** Start of TASK MATERIAL **

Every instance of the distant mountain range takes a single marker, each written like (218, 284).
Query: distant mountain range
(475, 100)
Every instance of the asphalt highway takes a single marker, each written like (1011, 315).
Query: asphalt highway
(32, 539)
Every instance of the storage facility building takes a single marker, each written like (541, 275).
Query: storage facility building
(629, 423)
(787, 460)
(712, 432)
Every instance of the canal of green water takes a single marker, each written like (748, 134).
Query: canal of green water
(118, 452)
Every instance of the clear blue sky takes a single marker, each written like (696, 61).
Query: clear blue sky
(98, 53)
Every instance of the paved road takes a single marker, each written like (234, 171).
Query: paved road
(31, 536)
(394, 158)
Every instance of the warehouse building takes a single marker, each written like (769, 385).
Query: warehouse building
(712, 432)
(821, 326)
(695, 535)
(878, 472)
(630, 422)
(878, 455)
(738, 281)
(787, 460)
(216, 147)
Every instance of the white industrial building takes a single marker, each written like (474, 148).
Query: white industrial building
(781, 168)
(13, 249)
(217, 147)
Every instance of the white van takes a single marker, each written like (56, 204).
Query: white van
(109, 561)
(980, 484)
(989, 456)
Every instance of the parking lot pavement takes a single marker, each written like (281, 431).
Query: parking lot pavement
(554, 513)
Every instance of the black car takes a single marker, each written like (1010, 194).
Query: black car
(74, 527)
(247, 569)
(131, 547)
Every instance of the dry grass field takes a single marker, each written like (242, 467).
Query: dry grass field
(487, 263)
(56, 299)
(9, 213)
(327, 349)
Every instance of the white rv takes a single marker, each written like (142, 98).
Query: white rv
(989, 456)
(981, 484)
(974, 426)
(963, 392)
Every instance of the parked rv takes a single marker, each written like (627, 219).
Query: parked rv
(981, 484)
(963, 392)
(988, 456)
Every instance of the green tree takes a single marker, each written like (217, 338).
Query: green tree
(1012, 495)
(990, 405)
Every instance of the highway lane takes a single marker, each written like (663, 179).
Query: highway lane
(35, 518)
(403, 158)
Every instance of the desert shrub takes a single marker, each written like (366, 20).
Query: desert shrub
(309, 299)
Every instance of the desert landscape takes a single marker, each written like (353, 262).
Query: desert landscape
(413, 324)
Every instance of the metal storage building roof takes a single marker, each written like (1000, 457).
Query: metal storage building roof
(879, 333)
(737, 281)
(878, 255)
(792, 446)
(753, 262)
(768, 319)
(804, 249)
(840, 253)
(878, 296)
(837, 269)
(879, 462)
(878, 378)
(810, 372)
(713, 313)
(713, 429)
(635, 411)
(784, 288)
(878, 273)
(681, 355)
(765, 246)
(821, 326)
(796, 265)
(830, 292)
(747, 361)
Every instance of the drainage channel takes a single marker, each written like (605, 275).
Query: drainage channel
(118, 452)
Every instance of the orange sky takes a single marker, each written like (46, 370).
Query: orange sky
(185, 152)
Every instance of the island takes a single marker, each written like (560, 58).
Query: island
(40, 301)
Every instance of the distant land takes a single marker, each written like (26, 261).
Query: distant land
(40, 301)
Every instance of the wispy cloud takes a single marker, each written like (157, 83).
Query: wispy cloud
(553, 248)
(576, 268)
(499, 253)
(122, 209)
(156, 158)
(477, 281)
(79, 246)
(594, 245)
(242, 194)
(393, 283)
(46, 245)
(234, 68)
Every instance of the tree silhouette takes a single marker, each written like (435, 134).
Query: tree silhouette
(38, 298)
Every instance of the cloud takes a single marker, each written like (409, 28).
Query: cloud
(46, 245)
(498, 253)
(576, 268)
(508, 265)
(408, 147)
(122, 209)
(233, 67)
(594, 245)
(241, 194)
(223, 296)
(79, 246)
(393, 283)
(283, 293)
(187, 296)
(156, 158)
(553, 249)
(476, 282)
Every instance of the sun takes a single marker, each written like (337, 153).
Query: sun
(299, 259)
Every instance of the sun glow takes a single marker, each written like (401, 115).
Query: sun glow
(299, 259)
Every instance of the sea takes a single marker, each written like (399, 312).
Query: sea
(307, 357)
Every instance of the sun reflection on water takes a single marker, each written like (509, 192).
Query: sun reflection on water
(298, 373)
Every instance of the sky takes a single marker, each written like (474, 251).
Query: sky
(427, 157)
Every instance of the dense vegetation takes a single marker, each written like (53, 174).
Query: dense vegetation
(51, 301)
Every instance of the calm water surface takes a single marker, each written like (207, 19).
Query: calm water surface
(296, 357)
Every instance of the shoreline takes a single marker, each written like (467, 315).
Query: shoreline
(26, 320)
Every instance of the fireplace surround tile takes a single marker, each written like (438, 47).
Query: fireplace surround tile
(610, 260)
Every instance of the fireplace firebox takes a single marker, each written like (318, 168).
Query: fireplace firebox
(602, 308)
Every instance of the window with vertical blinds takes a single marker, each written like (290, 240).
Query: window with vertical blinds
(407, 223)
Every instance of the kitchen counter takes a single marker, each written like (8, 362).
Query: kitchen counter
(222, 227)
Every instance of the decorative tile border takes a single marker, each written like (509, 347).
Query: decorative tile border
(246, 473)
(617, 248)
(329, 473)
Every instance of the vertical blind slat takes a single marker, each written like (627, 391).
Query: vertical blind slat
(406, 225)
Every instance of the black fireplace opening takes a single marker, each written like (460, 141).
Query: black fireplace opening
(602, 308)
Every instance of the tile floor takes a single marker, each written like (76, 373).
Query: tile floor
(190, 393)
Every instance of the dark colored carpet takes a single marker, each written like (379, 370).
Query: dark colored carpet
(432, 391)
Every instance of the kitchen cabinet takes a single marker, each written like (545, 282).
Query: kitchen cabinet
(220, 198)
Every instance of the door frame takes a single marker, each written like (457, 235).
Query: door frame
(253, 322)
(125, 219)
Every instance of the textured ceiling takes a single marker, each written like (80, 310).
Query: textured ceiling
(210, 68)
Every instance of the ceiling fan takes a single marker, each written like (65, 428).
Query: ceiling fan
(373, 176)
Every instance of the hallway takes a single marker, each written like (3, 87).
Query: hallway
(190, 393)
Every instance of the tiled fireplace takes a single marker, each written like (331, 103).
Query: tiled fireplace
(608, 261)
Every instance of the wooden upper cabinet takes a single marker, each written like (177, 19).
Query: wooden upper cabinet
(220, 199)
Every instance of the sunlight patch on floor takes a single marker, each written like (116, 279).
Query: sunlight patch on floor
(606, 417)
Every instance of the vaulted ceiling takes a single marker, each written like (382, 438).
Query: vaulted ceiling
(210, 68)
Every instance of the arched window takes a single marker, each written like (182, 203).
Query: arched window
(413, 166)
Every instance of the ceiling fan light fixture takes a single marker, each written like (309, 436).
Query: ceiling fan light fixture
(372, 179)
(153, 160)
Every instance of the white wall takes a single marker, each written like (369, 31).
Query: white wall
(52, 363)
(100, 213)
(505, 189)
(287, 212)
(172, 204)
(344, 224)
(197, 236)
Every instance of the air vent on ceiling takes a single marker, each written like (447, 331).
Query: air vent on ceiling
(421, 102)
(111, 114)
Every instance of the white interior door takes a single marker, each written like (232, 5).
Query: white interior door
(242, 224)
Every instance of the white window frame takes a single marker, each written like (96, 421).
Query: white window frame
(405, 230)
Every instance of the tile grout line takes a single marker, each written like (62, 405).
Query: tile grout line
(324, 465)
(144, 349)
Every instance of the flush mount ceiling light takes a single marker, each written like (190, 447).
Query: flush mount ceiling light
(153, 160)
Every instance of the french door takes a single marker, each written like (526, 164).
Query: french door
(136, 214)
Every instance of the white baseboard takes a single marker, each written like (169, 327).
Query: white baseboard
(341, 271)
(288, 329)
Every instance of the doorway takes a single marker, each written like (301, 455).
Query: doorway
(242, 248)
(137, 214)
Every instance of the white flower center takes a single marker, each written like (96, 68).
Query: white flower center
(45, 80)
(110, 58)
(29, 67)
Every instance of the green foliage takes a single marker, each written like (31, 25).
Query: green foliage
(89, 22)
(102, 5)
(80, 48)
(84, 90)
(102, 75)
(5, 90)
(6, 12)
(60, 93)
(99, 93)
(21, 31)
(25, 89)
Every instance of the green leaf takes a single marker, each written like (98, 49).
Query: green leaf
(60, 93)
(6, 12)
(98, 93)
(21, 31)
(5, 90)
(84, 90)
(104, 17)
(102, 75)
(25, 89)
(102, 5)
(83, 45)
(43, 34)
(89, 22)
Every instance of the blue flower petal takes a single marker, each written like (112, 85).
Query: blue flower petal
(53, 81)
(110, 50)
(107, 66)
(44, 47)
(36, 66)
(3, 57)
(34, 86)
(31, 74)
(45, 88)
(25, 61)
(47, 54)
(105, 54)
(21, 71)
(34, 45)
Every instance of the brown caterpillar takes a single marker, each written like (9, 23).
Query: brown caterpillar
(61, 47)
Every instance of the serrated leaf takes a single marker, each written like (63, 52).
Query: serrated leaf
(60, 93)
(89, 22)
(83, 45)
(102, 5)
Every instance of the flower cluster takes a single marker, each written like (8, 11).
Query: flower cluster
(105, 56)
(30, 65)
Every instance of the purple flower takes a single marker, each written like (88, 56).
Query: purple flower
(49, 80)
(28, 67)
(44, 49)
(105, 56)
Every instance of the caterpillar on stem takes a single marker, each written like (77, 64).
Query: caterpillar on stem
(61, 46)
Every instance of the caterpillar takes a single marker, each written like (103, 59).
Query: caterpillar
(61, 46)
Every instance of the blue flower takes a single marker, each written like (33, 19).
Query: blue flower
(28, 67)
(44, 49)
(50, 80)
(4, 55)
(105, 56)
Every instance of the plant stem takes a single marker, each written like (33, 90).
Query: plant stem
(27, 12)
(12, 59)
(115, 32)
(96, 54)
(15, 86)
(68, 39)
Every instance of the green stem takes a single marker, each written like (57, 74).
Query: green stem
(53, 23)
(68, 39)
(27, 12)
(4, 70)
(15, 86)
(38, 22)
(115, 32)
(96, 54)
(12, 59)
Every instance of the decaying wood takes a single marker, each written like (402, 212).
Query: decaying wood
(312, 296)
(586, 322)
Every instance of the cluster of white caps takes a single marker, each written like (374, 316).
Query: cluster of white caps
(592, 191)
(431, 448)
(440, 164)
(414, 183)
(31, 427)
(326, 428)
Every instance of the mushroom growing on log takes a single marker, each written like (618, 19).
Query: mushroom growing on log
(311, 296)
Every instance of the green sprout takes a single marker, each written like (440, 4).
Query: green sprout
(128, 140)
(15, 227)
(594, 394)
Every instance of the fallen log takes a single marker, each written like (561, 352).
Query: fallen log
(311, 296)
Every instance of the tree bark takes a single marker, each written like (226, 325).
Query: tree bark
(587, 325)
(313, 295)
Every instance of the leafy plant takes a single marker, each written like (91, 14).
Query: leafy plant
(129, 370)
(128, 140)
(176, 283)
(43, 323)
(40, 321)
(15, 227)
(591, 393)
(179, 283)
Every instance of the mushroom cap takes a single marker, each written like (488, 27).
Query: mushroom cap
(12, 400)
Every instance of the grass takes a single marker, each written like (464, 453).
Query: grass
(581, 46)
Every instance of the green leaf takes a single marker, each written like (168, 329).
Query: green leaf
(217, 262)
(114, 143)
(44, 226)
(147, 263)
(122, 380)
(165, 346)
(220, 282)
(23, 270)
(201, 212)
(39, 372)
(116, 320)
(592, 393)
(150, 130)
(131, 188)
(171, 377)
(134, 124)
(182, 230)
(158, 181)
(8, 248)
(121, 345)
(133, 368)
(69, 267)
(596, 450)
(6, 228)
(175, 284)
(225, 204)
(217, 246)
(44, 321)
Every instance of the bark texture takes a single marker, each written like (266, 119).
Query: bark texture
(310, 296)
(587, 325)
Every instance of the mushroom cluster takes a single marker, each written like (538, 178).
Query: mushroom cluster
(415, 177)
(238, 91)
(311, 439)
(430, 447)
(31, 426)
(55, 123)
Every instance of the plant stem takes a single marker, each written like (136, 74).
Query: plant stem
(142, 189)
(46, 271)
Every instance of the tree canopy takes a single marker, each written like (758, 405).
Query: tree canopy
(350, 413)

** End of TASK MATERIAL **

**TASK BRIEF:** Please switch "mushroom cluster" to "fungus cluster" in the items from the line containing "like (168, 329)." through the end of the items, and give those lines again with everything else unchanged.

**ANSWER TO THE PROBLEM:**
Every instance of the green leaf takes a single marker, each written like (168, 329).
Query: green leaf
(217, 262)
(114, 143)
(44, 226)
(147, 263)
(122, 380)
(165, 346)
(220, 282)
(23, 270)
(201, 212)
(39, 372)
(116, 320)
(592, 393)
(150, 130)
(131, 188)
(171, 377)
(134, 124)
(182, 230)
(158, 181)
(8, 248)
(121, 345)
(133, 368)
(69, 267)
(596, 450)
(6, 228)
(175, 284)
(225, 204)
(217, 246)
(44, 321)
Every instance of the bark texture takes a single marker, each written like (266, 119).
Query: bark texture
(310, 296)
(587, 325)
Every instance of the fungus cluster takes a single marker, each written like (538, 178).
Query: fungus cluster
(415, 177)
(238, 91)
(311, 439)
(430, 447)
(31, 426)
(55, 123)
Every instance of the plant stem takes a single marker, each written like (136, 74).
Query: plant stem
(142, 189)
(46, 271)
Every instance of the tree canopy takes a single marker, each written like (758, 405).
Query: tree canopy
(350, 413)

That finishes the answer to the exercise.